**WRITTEN PROBLEM**
Pull out each line in the rows below that contains the word "metal".

**DATASET**
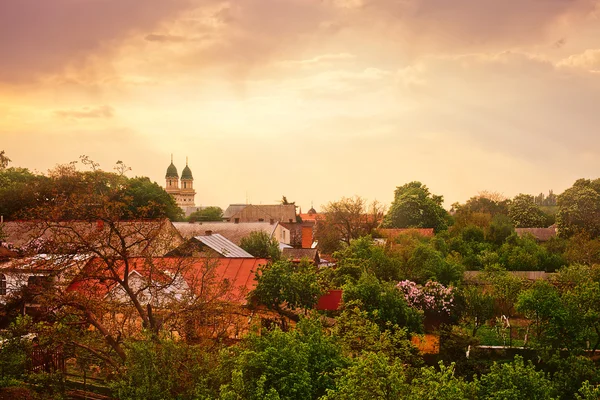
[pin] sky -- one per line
(312, 99)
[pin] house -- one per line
(301, 234)
(393, 233)
(211, 245)
(234, 232)
(196, 297)
(36, 271)
(237, 213)
(297, 255)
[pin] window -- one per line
(2, 285)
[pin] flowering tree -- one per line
(431, 297)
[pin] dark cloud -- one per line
(41, 37)
(105, 112)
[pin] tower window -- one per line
(2, 285)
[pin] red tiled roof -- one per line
(236, 274)
(540, 234)
(392, 233)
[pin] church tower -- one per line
(187, 186)
(183, 194)
(172, 178)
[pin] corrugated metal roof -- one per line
(233, 209)
(223, 246)
(230, 230)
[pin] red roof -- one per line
(228, 279)
(332, 300)
(392, 233)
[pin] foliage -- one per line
(148, 199)
(479, 306)
(261, 245)
(427, 263)
(514, 381)
(569, 374)
(414, 206)
(579, 209)
(24, 195)
(357, 334)
(383, 302)
(14, 351)
(367, 256)
(505, 288)
(206, 214)
(282, 365)
(525, 213)
(164, 369)
(372, 376)
(433, 384)
(433, 296)
(285, 285)
(554, 325)
(4, 160)
(345, 220)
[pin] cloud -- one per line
(104, 112)
(476, 24)
(43, 37)
(155, 37)
(588, 60)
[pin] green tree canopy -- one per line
(285, 285)
(261, 245)
(579, 209)
(414, 206)
(525, 213)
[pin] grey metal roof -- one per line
(233, 209)
(231, 231)
(223, 246)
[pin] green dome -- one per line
(186, 173)
(172, 171)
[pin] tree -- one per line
(579, 209)
(4, 160)
(109, 278)
(206, 214)
(514, 381)
(555, 326)
(478, 307)
(383, 302)
(165, 370)
(415, 207)
(345, 220)
(525, 213)
(282, 365)
(150, 200)
(283, 285)
(261, 245)
(371, 376)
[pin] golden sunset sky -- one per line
(312, 99)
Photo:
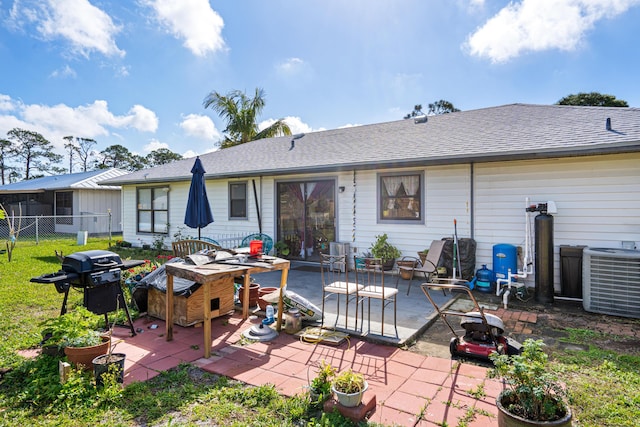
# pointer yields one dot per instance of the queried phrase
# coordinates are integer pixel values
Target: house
(72, 199)
(411, 179)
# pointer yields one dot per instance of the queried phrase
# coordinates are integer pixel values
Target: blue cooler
(505, 258)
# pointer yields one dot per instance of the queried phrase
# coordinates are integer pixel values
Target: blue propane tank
(485, 279)
(505, 258)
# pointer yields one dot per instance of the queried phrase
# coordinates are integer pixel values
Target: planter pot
(507, 419)
(387, 264)
(350, 400)
(253, 294)
(261, 292)
(83, 356)
(406, 274)
(109, 363)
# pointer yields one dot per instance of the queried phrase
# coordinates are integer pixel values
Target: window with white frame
(400, 197)
(153, 210)
(64, 207)
(238, 200)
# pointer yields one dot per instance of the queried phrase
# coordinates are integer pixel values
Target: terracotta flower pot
(83, 356)
(507, 419)
(264, 291)
(253, 294)
(350, 400)
(102, 364)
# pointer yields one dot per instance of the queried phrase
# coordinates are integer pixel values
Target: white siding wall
(447, 196)
(598, 200)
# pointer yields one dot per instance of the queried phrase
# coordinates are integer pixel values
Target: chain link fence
(59, 226)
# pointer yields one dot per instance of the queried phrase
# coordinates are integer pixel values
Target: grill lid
(87, 261)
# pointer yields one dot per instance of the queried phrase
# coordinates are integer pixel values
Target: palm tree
(240, 112)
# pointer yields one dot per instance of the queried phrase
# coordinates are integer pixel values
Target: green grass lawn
(604, 386)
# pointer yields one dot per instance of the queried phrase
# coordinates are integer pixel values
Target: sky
(136, 72)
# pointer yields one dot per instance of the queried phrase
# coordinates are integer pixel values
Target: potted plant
(423, 255)
(348, 387)
(381, 248)
(76, 333)
(109, 363)
(406, 266)
(320, 386)
(282, 249)
(533, 395)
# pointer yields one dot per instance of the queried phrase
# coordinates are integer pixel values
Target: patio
(405, 384)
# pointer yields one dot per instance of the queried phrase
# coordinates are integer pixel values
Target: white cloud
(64, 72)
(140, 118)
(200, 127)
(6, 104)
(194, 21)
(86, 27)
(88, 121)
(153, 145)
(291, 66)
(537, 25)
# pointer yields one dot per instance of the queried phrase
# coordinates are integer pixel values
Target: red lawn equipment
(484, 332)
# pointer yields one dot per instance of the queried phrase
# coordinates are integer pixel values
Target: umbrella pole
(255, 198)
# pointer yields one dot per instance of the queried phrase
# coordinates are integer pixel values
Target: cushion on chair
(377, 292)
(343, 287)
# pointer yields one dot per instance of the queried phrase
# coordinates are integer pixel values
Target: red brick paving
(409, 388)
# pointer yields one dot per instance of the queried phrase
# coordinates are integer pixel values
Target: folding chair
(430, 266)
(334, 271)
(370, 275)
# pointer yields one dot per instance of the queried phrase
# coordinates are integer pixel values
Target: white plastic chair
(370, 275)
(334, 271)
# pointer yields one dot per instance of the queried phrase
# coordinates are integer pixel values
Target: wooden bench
(182, 248)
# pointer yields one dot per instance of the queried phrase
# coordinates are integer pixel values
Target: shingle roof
(84, 180)
(515, 131)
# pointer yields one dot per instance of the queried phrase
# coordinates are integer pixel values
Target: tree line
(240, 112)
(26, 154)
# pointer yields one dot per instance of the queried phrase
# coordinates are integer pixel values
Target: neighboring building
(66, 197)
(411, 179)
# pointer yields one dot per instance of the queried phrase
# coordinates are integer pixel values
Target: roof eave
(598, 149)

**FULL SOLUTION**
[pin] corrugated metal roof -- one per line
[pin] grey metal roof -- one per line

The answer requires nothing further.